What this task involves =>
Go through the material below and return each line with the string "railing" in it.

══════════════════════════════

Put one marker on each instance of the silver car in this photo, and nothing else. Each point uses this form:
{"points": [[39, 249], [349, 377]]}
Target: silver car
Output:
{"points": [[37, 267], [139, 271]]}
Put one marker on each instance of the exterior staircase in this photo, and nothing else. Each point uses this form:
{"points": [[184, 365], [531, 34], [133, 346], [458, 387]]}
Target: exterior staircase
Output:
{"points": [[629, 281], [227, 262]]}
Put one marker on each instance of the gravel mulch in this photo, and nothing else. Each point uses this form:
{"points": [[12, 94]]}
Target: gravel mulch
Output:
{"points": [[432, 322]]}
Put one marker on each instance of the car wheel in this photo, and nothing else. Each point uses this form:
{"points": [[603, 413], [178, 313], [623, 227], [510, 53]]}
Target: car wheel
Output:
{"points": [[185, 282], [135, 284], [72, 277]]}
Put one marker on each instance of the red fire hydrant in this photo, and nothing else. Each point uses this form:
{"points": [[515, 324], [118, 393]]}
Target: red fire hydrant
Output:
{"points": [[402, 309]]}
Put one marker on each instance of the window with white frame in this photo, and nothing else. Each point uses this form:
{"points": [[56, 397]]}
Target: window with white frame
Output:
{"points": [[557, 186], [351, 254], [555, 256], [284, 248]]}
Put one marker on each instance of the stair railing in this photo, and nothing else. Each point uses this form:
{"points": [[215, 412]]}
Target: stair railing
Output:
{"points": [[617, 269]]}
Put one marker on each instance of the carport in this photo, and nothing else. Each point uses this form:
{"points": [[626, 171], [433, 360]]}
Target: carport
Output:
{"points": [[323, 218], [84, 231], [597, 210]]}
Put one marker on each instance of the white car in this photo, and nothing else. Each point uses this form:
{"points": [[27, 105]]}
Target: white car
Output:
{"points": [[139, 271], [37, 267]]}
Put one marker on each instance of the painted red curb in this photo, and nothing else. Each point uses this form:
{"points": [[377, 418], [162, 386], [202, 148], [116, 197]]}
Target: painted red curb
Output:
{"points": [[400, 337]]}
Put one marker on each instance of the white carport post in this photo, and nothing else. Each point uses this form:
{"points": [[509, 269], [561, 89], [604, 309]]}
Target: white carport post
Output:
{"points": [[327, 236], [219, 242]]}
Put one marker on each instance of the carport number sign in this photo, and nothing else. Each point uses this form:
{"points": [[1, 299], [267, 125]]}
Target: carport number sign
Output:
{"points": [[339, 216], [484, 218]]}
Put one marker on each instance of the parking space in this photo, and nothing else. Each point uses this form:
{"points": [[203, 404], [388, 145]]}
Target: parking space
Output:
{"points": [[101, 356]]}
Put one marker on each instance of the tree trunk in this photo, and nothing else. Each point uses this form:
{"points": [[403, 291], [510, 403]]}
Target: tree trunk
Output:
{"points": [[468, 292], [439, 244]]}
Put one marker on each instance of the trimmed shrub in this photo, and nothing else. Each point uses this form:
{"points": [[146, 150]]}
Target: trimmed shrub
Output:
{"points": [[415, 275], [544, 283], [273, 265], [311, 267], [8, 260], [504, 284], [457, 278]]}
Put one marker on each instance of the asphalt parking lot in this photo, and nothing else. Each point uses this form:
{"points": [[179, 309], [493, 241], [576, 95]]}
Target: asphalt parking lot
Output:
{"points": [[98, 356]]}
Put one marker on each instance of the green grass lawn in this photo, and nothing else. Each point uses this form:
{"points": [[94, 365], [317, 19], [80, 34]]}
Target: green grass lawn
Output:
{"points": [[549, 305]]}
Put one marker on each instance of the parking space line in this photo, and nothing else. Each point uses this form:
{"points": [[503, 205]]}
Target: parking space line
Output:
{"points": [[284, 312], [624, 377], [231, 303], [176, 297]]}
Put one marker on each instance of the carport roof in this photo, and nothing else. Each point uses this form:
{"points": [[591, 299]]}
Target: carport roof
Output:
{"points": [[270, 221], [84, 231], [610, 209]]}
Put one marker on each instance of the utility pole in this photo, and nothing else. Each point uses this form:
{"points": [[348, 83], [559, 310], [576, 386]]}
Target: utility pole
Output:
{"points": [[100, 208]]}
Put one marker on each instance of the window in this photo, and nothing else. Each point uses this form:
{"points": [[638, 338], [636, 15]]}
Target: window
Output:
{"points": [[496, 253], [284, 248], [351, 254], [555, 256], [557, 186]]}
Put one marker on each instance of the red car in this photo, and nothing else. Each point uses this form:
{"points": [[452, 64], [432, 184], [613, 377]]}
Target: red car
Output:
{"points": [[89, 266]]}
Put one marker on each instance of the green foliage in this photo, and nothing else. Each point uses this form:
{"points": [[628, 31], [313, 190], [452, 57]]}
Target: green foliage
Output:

══════════════════════════════

Answer space =>
Put one marker on each instance of the stair railing in this photo, and nothing else. Each point uses this form:
Target: stair railing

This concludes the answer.